Welcome to the OFITWOL wiki!

OFITWOL is yet another morphological analyser for Finnish, especially the kind of Finnish that was written in the 19th and 20th centuries. The detailed documentation of OFITWOL is available in https://pytwolc.readthedocs.io/en/latest/index.html and further documentation will appear there.

OFITWOL used the Python 3 package called twol for establishing the morphophonemic representations for lexical and affix entries and for compiling and testing the morphophonemic rules. The documentation which was mentioned above covers also the twol package and the methods used in this project.

The creation of OFITWOL has benefited from several sources, among others Nykysuomen sanakirja (WSOY 1951-1961) and Suomen kielen käänteissanakirja (by Tuomo Tuomi, 1980, SKS) for the tables of inflectional classes and model words, Suomen kielioppi (by Aarni Penttilä 1963) and The Finnish N-grams 1820-2000 of the Newspaper and Periodical Corpus of the National Library of Finland [text]. Kielipankki. Retrieved from http://urn.fi/urn:nbn:fi:lb-2014073038. The OFITWOL files are results of heavy computer processing, lots of manual editing, selection and new material and they bear little resemblance with any existing word lists, lexicons or rule sets. OFITWOL is therefore free software according to the GPL 3 license, see the copyright data of this project.

• _Tasks to carry out_
1. Copy a passage from the OFITWOL wiki page word for word. Begin at the words "OFITWOL used the" and stop after "in this project.".
2. How many lines in the records contain the string "background", with case counting? Reply with the number alone.

Items listed in a dataset:
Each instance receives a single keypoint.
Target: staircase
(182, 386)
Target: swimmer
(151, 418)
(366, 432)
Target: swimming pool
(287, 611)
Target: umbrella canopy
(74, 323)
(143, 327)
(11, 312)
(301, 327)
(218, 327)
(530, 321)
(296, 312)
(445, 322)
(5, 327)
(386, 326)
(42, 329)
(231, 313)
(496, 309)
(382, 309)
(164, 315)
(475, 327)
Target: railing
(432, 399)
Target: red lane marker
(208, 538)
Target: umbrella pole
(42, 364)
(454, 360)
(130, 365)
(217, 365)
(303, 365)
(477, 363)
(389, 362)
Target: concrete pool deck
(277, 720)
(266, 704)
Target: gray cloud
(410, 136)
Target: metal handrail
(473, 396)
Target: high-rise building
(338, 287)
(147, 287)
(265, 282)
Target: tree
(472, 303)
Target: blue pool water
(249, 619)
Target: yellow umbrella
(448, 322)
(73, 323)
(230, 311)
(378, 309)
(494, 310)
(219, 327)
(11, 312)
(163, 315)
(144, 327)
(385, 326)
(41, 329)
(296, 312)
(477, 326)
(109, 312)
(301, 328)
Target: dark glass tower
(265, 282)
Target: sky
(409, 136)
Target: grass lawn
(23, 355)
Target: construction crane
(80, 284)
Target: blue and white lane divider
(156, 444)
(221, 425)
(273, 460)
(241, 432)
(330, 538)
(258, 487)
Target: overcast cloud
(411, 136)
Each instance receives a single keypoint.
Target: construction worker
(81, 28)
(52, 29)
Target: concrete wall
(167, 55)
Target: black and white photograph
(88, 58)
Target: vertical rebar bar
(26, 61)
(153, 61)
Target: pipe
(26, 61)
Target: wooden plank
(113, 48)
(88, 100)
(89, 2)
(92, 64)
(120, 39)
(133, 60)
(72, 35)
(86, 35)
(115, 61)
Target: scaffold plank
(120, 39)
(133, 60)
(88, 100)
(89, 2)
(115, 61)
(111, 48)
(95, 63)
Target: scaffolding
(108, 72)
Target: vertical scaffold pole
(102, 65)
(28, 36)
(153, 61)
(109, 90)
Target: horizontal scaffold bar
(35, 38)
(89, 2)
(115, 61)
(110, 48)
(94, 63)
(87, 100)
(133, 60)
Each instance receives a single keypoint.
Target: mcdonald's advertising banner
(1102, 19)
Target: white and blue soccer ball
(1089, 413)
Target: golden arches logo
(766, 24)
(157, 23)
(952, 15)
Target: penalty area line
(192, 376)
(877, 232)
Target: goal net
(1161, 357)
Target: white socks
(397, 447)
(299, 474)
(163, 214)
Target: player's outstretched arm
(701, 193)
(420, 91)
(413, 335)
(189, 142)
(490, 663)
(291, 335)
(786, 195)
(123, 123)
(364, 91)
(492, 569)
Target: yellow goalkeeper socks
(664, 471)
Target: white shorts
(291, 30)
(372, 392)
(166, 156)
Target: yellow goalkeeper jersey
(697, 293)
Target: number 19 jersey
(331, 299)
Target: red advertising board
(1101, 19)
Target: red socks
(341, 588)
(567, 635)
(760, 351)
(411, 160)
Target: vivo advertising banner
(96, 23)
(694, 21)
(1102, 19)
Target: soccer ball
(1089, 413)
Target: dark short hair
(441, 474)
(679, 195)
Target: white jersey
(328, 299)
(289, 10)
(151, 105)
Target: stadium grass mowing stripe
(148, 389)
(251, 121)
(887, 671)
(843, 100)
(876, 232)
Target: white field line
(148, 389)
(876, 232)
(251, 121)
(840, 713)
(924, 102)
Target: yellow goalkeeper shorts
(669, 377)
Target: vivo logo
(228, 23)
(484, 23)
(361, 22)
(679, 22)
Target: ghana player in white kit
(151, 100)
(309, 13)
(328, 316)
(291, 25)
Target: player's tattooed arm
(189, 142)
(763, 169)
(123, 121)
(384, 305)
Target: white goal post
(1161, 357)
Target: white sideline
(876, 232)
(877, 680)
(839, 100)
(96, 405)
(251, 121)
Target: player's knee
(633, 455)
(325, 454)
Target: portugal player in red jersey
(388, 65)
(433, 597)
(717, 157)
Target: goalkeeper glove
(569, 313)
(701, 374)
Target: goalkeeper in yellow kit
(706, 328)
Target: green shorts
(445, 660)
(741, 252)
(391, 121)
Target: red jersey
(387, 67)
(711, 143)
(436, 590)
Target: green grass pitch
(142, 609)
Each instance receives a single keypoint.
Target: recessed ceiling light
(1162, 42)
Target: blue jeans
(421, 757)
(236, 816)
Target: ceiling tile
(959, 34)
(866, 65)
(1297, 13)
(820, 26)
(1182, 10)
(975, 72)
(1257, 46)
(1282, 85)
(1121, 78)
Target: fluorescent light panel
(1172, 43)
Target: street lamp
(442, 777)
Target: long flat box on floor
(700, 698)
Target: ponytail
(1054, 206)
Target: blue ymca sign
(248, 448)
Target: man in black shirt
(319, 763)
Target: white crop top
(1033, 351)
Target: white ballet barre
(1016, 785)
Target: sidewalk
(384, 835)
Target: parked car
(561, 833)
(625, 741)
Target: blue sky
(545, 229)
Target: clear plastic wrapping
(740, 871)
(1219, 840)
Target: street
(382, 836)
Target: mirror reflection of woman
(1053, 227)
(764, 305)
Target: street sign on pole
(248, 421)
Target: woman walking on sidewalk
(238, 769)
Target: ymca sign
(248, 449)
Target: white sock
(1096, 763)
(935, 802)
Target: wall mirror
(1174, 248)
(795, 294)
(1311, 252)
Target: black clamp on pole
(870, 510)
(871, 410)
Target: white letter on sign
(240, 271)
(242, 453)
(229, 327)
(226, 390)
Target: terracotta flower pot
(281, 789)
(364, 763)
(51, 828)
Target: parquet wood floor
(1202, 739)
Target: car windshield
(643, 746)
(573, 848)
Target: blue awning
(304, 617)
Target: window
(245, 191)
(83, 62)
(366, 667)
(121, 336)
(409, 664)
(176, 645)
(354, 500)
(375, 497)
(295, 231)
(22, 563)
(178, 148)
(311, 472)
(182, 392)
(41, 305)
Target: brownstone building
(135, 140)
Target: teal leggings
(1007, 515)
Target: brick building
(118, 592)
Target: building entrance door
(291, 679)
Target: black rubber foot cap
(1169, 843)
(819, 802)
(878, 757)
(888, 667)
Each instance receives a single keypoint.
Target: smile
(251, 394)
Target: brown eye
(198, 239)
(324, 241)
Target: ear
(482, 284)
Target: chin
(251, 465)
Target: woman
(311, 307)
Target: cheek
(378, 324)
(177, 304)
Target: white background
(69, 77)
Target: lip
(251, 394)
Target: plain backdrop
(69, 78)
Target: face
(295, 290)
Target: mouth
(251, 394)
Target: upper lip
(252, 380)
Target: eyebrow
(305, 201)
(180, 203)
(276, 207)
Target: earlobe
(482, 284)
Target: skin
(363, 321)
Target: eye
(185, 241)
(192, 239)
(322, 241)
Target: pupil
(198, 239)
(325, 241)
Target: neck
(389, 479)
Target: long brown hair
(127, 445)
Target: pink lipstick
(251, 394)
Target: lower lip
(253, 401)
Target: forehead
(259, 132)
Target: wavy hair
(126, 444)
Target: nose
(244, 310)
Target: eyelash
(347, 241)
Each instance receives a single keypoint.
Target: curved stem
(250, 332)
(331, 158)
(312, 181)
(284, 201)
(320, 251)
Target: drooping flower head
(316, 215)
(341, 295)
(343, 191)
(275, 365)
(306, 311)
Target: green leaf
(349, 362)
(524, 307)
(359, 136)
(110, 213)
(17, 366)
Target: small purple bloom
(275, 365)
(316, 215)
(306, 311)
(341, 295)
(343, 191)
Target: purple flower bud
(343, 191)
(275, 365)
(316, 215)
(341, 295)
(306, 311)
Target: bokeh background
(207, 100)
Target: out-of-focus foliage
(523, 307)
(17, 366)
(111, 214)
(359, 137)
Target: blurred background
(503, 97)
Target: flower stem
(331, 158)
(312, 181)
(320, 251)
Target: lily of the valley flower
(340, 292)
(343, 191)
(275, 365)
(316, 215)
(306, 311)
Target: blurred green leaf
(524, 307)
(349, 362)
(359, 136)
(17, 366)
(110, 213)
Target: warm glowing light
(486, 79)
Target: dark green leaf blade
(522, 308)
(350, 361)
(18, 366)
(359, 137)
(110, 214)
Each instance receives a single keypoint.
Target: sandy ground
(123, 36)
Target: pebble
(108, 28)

• _Problem solutions_
1.
OFITWOL used the Python 3 package called twol for establishing the morphophonemic representations for lexical and affix entries and for compiling and testing the morphophonemic rules. The documentation which was mentioned above covers also the twol package and the methods used in this project.

2. 3